- _Tasks to carry out_
(1) In the article on patent practitioner ethics rule changes, when were comments due on the proposed change to the duty of disclosure?
(2) Echo the portion of the article on patent practitioner ethics rule changes starting with "By Brent T." and going on through "for patent practitioners.".

- _Document text_
Patent Practitioner Ethics Rule Changes in USPTO

By Brent T. Yonehara

Several cases and proposed rule changes within that last few months harken changes to the professional ethics landscape for patent practitioners.

Patent Agent Privilege

Perhaps the biggest change in patent practitioner ethics is the proposed rule change for patent agent privilege, consistent with the 2016 Federal Circuit ruling in In re Queen’s University at Kingston, 820 F.3d 1287 (Fed. Cir. 2016).   In Queen’s University, the Federal Circuit enunciated, for the first time, a limited privilege protecting patent agent-client communications for the purposes of preparing and prosecuting patent applications.  Id. at 1302.  Fast forward ten months, and the USPTO recently annouced a proposed rule change, consistent with the Queen’s University ruling, governing patent agent privilege relating to discovery proceedings within the Patent Trial and Appeal Board (PTAB).  The USPTO’s proposed new rule § 42.57, whereby patent agents would be afforded a privilege similar to the attorney-client privilege, for any patent prosecution-related communication between the agent and client, the text which follows as:

(a) Privileged communications. A communication between a client and a domestic or foreign patent practitioner that is reasonably necessary or incident to the scope of the patent practitioner’s authority shall receive the same protections of privilege as if that communication were between a client and an attorney authorized to practice in the United States, including all limitations and exceptions.

(b) Definitions. The term ‘‘domestic patent practitioner’’ means a person who is registered by the United States Patent and Trademark Office to practice before the agency under section 11.6. ‘‘Foreign patent practitioner’’ means a person who is authorized to provide legal advice on patent matters in a foreign jurisdiction, provided that the jurisdiction establishes professional qualifications and the practitioner satisfies them, and regardless of whether that jurisdiction provides privilege or an equivalent under its laws.

Comments were due December 19, 2016, and the final rule change is forthcoming.  This would be a welcome addition to patent practice ethics, and provide a needed dose of uniformity between all registered patent practitioners, attorneys and agents alike.

Duty of Disclosure

Another proposed rule change to amend the duty of disclosure was published October 28, 2016.  This rule change was meant to bring USPTO practice in line with the Therasense, Inc. v. Becton, Dickinson & Co., 649 F.3d 1276 (Fed. Cir. 2011), ruling by the Federal Circuit.  In Therasense, the Federal Circuit raised the standard for a finding of inequitable conduct in order to “cure the problem of overdisclosure of marginally relevant prior art to the [US]PTO.”  Id. at 1291.  The Federal Circuit went on to state that only a “but-for” materiality would support a finding of inequitable conduct.  Id.

Comments were due on December 27, 2016, and were generally negative and widely divergent.  BIO specifically believed the duty of discloure should be abolished.  On the other hand, IPOA, AIPLA, and NAPP all favored a change to conform with the Therasense ruling.  More comments are anticipated to occur before a final rule is enacted.

Based on these two proposed rule changes, there appears to be major changes in the ethical landscape for patent practitioners in the near months to come.

- _Provided material_
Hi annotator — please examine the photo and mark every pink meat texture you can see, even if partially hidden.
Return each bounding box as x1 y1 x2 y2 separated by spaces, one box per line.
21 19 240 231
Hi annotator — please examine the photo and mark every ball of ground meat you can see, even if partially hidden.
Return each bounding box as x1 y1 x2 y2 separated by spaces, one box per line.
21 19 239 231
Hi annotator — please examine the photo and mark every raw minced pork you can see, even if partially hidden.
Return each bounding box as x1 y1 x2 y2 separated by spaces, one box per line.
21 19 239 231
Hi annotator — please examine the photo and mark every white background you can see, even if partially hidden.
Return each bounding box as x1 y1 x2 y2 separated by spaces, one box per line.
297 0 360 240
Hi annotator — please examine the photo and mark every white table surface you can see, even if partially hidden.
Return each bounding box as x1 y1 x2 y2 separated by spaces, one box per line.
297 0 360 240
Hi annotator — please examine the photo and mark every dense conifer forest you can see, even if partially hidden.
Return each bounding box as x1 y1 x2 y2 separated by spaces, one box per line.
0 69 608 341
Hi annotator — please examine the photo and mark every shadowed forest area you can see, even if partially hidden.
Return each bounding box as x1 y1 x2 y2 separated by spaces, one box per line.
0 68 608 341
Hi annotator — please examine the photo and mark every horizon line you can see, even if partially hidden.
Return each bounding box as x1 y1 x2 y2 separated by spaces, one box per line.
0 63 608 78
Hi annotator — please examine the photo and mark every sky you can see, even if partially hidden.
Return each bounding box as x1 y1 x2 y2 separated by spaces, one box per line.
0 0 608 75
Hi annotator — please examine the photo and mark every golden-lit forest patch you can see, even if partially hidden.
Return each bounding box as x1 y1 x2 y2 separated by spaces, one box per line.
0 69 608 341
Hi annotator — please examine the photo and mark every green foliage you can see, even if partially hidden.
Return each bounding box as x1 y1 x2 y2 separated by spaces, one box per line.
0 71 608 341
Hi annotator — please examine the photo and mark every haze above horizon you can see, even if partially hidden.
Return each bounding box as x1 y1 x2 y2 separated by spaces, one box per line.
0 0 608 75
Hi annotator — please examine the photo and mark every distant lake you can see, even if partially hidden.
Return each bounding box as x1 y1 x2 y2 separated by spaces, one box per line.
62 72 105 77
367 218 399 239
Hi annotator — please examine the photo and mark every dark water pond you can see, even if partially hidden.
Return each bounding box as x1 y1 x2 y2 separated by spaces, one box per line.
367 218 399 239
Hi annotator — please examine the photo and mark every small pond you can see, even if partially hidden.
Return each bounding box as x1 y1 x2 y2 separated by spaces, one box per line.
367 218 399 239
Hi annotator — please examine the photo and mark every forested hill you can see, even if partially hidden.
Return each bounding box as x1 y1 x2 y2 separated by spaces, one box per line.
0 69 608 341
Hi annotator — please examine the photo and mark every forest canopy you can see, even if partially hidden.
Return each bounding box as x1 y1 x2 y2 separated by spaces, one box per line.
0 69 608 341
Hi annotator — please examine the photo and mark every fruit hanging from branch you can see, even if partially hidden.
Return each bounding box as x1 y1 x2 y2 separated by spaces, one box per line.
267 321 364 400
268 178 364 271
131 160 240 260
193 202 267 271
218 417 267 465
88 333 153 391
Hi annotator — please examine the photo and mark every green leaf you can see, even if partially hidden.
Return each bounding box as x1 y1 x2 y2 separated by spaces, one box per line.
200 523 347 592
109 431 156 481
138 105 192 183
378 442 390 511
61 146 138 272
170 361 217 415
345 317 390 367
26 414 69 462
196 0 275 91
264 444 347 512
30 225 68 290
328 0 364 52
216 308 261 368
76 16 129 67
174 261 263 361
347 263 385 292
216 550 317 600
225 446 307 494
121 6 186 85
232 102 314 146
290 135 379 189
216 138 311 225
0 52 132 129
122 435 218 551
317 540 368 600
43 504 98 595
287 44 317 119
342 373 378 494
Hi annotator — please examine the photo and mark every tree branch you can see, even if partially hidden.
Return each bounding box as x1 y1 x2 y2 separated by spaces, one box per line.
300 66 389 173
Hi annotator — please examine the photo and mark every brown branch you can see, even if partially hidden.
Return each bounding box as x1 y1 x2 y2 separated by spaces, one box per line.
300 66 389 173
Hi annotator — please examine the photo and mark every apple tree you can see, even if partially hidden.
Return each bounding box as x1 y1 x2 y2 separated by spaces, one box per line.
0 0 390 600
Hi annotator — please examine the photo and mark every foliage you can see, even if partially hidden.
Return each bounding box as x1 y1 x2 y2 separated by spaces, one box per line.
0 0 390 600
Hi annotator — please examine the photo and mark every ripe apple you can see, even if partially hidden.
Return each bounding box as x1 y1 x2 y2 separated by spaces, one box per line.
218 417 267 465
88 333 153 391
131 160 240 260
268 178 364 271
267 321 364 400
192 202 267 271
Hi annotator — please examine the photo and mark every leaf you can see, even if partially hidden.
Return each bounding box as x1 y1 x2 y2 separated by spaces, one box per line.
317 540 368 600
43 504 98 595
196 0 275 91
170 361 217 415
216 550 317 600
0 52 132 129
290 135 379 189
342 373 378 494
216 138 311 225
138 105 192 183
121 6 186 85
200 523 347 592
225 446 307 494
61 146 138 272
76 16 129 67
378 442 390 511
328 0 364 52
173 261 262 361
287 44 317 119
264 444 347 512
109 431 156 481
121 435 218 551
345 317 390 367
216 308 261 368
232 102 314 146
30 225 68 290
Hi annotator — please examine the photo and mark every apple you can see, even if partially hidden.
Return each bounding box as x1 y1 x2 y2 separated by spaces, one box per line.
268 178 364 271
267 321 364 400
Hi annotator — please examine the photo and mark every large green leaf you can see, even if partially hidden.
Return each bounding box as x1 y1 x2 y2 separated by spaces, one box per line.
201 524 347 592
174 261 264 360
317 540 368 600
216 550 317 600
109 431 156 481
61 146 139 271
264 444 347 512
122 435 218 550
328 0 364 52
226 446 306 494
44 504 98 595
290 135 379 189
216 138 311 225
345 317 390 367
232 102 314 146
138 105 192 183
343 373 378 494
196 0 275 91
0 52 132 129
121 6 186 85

- _Answer section_
(1) December 27, 2016

(2)
By Brent T. Yonehara

Several cases and proposed rule changes within that last few months harken changes to the professional ethics landscape for patent practitioners.